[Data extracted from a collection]
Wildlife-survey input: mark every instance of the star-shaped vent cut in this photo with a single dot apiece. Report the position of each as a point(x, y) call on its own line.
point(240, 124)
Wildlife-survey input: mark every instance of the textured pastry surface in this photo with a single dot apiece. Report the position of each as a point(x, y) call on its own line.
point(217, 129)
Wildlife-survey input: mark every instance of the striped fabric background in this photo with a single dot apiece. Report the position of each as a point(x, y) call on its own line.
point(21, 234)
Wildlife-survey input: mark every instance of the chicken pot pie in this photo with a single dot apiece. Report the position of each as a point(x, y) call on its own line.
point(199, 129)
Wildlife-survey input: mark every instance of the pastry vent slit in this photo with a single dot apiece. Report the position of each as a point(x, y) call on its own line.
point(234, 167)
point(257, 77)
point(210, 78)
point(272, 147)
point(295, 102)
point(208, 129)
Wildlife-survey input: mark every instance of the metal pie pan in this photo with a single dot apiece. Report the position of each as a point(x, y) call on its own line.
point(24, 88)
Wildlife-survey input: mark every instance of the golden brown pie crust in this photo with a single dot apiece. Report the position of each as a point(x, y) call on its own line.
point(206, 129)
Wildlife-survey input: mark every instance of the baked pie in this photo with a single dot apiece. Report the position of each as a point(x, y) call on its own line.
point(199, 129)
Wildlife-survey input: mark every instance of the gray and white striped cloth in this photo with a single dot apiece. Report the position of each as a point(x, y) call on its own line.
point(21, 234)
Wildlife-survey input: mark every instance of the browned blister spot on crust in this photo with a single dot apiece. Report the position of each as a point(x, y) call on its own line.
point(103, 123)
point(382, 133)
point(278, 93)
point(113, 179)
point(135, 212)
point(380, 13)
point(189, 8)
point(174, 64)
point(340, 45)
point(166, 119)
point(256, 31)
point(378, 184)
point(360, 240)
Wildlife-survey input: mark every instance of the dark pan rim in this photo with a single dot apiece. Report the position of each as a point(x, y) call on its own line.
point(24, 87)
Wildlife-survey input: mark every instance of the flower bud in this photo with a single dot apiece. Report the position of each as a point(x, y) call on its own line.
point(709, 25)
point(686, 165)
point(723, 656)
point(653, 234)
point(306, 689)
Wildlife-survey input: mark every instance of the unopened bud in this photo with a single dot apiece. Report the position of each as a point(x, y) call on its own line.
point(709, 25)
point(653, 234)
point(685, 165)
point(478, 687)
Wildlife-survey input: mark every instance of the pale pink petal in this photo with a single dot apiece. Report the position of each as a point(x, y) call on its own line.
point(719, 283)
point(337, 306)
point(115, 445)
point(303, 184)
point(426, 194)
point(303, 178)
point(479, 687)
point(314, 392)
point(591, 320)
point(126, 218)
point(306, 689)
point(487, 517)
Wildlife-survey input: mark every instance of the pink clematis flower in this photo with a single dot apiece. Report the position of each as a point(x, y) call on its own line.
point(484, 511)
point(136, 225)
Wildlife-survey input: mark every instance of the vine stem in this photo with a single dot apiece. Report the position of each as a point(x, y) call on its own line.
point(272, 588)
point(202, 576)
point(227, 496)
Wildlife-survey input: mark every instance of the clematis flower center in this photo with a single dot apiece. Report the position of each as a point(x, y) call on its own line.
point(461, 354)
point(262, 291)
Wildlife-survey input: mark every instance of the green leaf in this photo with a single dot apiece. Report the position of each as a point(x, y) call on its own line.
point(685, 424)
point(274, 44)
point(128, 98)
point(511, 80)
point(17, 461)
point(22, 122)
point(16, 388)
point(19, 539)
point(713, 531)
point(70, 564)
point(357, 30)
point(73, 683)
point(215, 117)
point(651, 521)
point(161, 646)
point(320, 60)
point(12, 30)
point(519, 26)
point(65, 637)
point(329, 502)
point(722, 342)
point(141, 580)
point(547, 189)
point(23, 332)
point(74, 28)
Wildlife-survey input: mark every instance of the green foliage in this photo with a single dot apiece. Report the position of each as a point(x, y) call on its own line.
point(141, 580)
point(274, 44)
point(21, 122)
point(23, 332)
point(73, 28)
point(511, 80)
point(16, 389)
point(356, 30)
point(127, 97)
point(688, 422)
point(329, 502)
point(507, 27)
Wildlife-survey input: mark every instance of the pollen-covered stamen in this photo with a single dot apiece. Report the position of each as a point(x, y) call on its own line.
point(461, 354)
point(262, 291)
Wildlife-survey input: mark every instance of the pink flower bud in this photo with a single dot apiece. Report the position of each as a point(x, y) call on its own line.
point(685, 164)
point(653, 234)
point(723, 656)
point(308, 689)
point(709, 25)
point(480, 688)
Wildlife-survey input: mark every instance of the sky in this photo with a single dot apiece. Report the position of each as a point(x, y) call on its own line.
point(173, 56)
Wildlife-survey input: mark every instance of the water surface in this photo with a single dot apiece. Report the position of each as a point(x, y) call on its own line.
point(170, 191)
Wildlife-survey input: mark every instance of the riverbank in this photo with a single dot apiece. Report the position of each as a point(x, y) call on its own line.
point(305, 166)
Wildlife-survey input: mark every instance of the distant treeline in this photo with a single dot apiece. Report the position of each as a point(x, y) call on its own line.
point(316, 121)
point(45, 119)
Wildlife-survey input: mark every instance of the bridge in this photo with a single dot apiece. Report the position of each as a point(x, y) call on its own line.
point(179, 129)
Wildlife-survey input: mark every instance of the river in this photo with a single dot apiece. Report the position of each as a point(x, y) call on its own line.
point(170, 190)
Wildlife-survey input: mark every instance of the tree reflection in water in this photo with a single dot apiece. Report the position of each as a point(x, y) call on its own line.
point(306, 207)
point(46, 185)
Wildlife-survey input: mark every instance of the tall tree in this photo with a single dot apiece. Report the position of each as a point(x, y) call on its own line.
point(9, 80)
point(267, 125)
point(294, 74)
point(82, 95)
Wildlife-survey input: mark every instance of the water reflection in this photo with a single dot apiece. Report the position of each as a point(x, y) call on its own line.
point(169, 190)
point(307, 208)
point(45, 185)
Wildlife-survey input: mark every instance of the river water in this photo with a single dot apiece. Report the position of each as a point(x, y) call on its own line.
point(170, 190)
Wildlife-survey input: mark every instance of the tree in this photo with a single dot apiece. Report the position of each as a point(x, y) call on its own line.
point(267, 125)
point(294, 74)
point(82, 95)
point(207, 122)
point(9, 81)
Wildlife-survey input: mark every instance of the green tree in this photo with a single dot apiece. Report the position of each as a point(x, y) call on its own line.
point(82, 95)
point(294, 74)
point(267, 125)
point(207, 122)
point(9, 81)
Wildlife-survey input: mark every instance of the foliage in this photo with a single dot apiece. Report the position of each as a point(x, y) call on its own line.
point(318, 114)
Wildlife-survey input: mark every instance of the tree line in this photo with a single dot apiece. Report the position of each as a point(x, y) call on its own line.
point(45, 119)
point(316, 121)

The task:
Give back, unchanged, every line from the one with "Wildlife-survey input: mark every instance of the river in" to the end of the entries above.

Correct response:
Wildlife-survey input: mark every instance of the river in this photo with a single dot apiece. Report the position of each as a point(x, y) call on its own line.
point(170, 190)
Wildlife-survey input: mark every instance of the tree reflection in water in this photo with a single dot apiece. Report the position of each as a point(x, y) call on its own line.
point(306, 207)
point(46, 185)
Wildlife-survey input: mark every instance of the tall tree in this photo with a single dot apiece. Report the position of each as a point(x, y) call on its own line.
point(9, 80)
point(267, 125)
point(294, 74)
point(82, 95)
Wildlife-survey input: mark every instance of the water reflection in this photo with a single dot apiece. Report the position of each as a point(x, y) call on its own line.
point(169, 190)
point(307, 208)
point(45, 185)
Wildlife-survey input: mark every instance of the river water in this photo with a single dot apiece. Report the position of each as a point(x, y) call on its own line.
point(170, 190)
Wildlife-survey input: mark every instance of the tree in this photo with a single dot apiece. Report the position of each as a point(x, y) call on its own line.
point(267, 125)
point(294, 74)
point(82, 95)
point(207, 122)
point(9, 81)
Wildlife-survey input: mark every instance of the green tree in this photo with a single dot apiece. Report the position of each as a point(x, y) call on its own line.
point(82, 95)
point(294, 74)
point(267, 125)
point(207, 122)
point(9, 81)
Wildlife-survey input: mark every instance of the foliage in this photo with a single dot apiece. Report the position of each as a point(x, y) call on its own line.
point(318, 114)
Wildlife-survey input: mark every instance of the tree line in this photo with a single dot apiece. Report the position of each as a point(x, y) call on its own line.
point(45, 119)
point(316, 121)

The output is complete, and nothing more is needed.